**What to do**. Copy every one of the records below without changing a single character.

** Begin Data shown **

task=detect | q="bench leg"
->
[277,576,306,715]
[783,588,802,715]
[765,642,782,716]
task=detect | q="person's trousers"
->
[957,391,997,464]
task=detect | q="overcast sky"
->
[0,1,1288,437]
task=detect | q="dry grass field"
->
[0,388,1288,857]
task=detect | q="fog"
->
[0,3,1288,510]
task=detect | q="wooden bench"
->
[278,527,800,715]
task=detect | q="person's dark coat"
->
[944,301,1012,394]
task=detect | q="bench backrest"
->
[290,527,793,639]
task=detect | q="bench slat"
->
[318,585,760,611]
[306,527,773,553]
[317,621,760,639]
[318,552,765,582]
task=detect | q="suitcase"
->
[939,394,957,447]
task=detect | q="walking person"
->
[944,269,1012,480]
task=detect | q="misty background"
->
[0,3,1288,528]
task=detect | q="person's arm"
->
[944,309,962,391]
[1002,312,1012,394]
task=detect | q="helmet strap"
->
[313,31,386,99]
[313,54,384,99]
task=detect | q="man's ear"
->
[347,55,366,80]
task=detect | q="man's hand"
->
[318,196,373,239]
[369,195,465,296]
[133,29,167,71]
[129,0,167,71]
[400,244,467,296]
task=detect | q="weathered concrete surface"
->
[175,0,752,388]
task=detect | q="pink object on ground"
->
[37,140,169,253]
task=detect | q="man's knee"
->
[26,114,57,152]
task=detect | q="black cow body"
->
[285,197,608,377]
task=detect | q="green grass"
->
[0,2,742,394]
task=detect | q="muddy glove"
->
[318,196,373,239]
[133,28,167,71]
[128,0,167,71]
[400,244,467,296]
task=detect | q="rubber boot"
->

** End Data shown **

**Complete response**.
task=detect | q="bench leg"
->
[277,576,306,715]
[783,588,802,715]
[765,642,782,716]
task=detect | q="person's trousers"
->
[957,391,997,464]
task=detect | q="overcast sky"
->
[0,1,1288,437]
task=detect | q="dry grass field"
->
[0,388,1288,857]
task=detect | q="fog"
->
[0,3,1288,510]
task=detect | q="wooden bench"
->
[278,527,800,715]
task=detect | q="person's dark coat"
->
[944,301,1012,394]
task=detect | q="bench backrest"
->
[290,527,793,639]
task=detect | q="bench slat"
->
[318,585,760,611]
[306,527,773,553]
[317,621,760,639]
[318,552,765,582]
task=detect | q="suitcase"
->
[939,394,957,447]
task=detect | q="walking person"
->
[944,269,1012,480]
task=detect | q="misty background"
->
[0,3,1288,528]
task=detect | q="person's arm"
->
[944,309,962,391]
[1002,312,1012,394]
task=detect | q="helmet strap"
->
[313,31,386,99]
[313,54,384,99]
task=detect | q="man's ear"
->
[347,55,366,80]
task=detect | q="man's hand"
->
[318,196,373,239]
[369,195,465,296]
[133,29,167,71]
[129,0,167,71]
[400,244,467,296]
task=detect | q="weathered concrete surface"
->
[175,0,752,388]
task=detect | q="pink object on ground"
->
[37,140,169,253]
task=detect | q="man's knee"
->
[26,114,57,152]
task=detect | q="black cow body"
->
[285,197,608,377]
task=detect | q="green grass"
->
[0,2,742,394]
task=detect | q="muddy glove"
->
[318,196,373,239]
[133,28,167,71]
[128,0,167,71]
[400,244,467,296]
task=detect | q="rubber boot"
->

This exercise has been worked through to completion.